## EXCERPT

>>>>>

Frequently Asked Questions
Choosing between a physican loan and a conventional loan is a big decision. Here are some more questions we get about the loans.
Is taking out a physician loan risky?
Borrowing money is risky, no matter how much money you make. When you borrow money, you promise to repay it. If your income change for the worse or you have unforeseen circumstances, it might be difficult to pay for the loan. Since mortgage loans are secured, you could risk losing your home if you miss too many payments.
What types of physicians qualify for physician home loans?
Most physicians qualify for physician home loans, including specialists, veterinarians, eye doctors, and surgeons. Some physician mortgage loan lenders also offer the program to higher-earning medical professionals that don’t have a doctor title but are in the medical profession.
How do I decide which type of home loan to choose?
Choosing the right home loan depends on your circumstances. For example, if you don’t have money to put down on a home but have the income to afford the payments or at the tail end of your fellowship, you might consider a physician loan. You know you’ll be able to quickly catch up and build equity because your income is about to change.

<<<<<

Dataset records
>>>>>

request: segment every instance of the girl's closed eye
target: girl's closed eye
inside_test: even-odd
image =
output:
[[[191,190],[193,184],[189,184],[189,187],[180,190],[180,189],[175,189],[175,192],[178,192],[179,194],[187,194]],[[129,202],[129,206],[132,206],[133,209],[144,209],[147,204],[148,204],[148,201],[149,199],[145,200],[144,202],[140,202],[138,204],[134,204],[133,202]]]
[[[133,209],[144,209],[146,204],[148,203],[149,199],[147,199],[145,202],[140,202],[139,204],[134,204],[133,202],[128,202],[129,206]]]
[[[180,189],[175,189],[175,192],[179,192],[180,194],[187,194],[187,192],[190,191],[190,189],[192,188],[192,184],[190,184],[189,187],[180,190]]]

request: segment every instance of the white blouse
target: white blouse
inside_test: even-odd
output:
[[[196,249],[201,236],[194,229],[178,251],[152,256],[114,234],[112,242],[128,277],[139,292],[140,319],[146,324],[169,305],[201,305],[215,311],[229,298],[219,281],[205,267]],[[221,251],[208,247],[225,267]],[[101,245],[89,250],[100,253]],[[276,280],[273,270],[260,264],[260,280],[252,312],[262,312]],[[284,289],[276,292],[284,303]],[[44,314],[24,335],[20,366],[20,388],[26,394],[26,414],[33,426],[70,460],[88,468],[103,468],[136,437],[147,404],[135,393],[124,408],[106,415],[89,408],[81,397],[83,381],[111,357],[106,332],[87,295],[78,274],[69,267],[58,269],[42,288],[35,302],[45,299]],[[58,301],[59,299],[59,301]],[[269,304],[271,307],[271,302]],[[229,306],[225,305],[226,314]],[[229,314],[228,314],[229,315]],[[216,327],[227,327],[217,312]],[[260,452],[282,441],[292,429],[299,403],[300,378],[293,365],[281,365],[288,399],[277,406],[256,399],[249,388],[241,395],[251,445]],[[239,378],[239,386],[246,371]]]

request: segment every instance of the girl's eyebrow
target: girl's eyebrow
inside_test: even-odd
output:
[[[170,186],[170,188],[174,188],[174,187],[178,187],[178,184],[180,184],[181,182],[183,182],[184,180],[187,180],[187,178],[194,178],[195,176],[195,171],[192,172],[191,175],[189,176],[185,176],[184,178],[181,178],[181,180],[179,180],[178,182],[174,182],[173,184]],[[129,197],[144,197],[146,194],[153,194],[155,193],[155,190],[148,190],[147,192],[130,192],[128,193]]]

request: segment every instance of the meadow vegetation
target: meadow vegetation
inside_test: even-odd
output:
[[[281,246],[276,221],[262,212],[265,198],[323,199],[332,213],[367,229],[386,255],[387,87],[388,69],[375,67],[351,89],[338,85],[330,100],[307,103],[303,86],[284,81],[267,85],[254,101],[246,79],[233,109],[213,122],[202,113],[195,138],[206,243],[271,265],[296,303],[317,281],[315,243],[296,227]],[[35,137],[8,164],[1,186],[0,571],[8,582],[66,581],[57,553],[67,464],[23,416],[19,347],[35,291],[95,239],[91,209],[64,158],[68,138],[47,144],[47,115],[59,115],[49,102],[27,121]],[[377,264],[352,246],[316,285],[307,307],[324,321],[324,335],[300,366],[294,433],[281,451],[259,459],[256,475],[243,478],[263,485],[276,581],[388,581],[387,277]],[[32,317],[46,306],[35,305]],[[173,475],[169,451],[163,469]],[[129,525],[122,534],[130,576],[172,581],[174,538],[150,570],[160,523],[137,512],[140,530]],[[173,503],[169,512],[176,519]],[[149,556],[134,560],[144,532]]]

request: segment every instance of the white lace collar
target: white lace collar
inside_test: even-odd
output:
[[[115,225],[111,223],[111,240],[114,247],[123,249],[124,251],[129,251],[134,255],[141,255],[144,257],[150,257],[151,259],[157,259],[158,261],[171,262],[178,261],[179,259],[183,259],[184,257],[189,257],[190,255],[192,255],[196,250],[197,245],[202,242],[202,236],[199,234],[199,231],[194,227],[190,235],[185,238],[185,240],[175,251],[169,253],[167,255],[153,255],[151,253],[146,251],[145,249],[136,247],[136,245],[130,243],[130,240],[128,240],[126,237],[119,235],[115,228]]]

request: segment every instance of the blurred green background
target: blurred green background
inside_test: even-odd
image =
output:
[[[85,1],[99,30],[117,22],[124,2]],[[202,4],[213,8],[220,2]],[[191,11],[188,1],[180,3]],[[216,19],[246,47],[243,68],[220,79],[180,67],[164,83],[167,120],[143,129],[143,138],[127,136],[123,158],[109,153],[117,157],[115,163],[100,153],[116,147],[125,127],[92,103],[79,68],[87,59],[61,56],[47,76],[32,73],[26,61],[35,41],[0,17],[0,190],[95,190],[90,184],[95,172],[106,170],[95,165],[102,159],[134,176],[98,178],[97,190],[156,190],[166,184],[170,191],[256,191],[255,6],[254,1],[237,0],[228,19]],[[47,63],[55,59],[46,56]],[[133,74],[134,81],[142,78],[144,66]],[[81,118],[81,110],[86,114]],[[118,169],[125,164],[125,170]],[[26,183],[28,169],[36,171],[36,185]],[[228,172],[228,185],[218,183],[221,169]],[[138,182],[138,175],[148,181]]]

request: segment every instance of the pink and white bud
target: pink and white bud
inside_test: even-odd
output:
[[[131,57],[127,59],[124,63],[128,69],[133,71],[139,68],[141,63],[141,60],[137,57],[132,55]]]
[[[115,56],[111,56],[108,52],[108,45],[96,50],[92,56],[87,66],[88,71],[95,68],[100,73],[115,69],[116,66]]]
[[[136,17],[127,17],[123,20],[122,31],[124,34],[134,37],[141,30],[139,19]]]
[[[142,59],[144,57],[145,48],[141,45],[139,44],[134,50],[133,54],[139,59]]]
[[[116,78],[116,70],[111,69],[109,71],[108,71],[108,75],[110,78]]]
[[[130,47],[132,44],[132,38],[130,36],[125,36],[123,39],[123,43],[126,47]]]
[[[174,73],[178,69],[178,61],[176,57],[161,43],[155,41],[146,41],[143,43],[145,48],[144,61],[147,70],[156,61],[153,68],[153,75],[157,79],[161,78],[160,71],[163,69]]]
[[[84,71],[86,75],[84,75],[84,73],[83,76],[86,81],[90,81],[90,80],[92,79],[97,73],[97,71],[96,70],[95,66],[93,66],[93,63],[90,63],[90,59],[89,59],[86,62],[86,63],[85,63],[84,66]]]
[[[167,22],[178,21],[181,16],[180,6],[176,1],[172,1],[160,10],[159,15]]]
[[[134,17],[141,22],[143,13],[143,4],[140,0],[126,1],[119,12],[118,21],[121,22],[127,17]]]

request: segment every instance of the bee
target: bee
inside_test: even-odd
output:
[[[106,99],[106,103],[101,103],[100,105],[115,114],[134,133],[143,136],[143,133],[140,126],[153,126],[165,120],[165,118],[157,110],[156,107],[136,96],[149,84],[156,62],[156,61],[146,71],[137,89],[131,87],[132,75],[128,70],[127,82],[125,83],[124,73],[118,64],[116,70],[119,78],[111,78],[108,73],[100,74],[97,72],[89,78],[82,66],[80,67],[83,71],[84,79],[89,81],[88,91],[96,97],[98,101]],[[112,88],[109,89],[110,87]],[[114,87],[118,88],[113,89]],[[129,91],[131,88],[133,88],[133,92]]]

<<<<<

## WORK ORDER A
Answer these questions about the physician loan FAQ:
(i) What could a borrower risk losing by missing too many mortgage payments?
(ii) Beyond physicians, to whom do some lenders also offer the program?
(iii) What does choosing the right home loan depend on?
## WORK ORDER B
List every kind of physician that the physician loan FAQ names as qualifying for physician home loans.
## WORK ORDER C
Repeat the part of the physician loan FAQ starting with "Borrowing money is" and going on through "too many payments.".

## YOUR RESPONSE A
(i) Their home.
(ii) Higher-earning medical professionals who don't have a doctor title but are in the medical profession.
(iii) Your circumstances.

## YOUR RESPONSE B
- Specialists
- Veterinarians
- Eye doctors
- Surgeons

## YOUR RESPONSE C
Borrowing money is risky, no matter how much money you make. When you borrow money, you promise to repay it. If your income change for the worse or you have unforeseen circumstances, it might be difficult to pay for the loan. Since mortgage loans are secured, you could risk losing your home if you miss too many payments.